═════ Supplied material

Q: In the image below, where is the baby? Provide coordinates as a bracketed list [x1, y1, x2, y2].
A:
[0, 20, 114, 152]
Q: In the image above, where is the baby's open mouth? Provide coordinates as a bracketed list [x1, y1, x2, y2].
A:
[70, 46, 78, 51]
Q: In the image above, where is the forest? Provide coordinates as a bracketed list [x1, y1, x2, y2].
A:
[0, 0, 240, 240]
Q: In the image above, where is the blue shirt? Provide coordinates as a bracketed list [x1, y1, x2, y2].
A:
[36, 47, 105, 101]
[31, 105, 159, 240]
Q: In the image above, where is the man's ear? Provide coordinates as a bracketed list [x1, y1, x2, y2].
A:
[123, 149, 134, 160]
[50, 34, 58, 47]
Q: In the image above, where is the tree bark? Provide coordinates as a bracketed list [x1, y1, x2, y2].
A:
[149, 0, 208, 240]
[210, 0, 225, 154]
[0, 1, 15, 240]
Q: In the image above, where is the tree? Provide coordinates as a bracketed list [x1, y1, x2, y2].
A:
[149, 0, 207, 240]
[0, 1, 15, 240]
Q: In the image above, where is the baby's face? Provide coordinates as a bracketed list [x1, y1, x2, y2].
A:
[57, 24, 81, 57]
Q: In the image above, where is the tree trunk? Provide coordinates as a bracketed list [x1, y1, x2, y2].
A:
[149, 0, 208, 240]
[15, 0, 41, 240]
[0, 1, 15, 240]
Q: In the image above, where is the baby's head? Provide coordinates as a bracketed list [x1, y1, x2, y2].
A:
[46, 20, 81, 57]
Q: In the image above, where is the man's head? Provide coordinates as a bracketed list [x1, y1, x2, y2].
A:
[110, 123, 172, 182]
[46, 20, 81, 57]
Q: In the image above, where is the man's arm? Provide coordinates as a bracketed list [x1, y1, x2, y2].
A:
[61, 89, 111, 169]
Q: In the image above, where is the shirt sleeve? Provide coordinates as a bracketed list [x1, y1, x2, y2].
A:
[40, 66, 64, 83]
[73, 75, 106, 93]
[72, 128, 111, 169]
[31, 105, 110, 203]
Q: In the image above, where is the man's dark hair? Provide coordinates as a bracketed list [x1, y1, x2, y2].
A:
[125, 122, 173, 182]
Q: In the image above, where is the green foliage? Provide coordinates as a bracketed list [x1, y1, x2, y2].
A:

══════════

§ Written exercise: Copy every record exactly, with nothing added or dropped.

§ Output for this exercise:
Q: In the image below, where is the baby? Provide coordinates as a bracketed list [x1, y1, x2, y2].
A:
[0, 20, 114, 152]
Q: In the image above, where is the baby's open mouth? Provide coordinates as a bracketed list [x1, y1, x2, y2].
A:
[70, 46, 78, 51]
Q: In the image above, where is the forest? Provide coordinates as a bracketed list [x1, y1, x2, y2].
A:
[0, 0, 240, 240]
Q: In the image above, where is the blue shirt? Provide coordinates as a bracketed list [x1, y1, x2, y2].
A:
[36, 47, 105, 101]
[31, 105, 159, 240]
Q: In the image above, where is the man's ear? Provide coordinates as a bracketed list [x1, y1, x2, y2].
A:
[123, 149, 134, 160]
[50, 34, 58, 47]
Q: In the image above, where is the tree bark? Provide coordinates as a bracketed list [x1, y1, x2, y2].
A:
[149, 0, 208, 240]
[210, 0, 225, 154]
[0, 1, 15, 240]
Q: In the image above, where is the tree? Provide coordinates as a bracketed list [x1, y1, x2, y2].
A:
[149, 0, 207, 240]
[0, 1, 15, 240]
Q: In the image above, where is the baby's face? Provide coordinates as a bracketed list [x1, y1, x2, y2].
A:
[57, 24, 81, 57]
Q: In the image above, where is the tree trunk? Provide coordinates as a bracketed list [x1, y1, x2, y2].
A:
[149, 0, 208, 240]
[15, 0, 41, 240]
[0, 1, 15, 240]
Q: In the image above, where is the baby's head? Provide coordinates as a bracketed list [x1, y1, x2, y2].
A:
[46, 20, 81, 57]
Q: In the image above, where is the man's head? Provide coordinates as a bracketed list [x1, y1, x2, y2].
A:
[110, 123, 172, 182]
[46, 20, 81, 57]
Q: In the image above, where is the man's arm? Provide coordinates as a bracketed list [x1, y1, x2, y2].
A:
[61, 89, 111, 169]
Q: In the image above, where is the shirt sleeve? Provide coordinates as a bracketed list [x1, y1, x2, y2].
A:
[40, 66, 64, 83]
[73, 75, 106, 93]
[72, 128, 111, 169]
[31, 105, 110, 203]
Q: In the image above, where is the man's dark hair? Provide coordinates as a bracketed list [x1, y1, x2, y2].
A:
[125, 122, 173, 182]
Q: In the image above, where is the green foliage? Provide coordinates as a bracketed list [x1, y1, x2, y2].
A:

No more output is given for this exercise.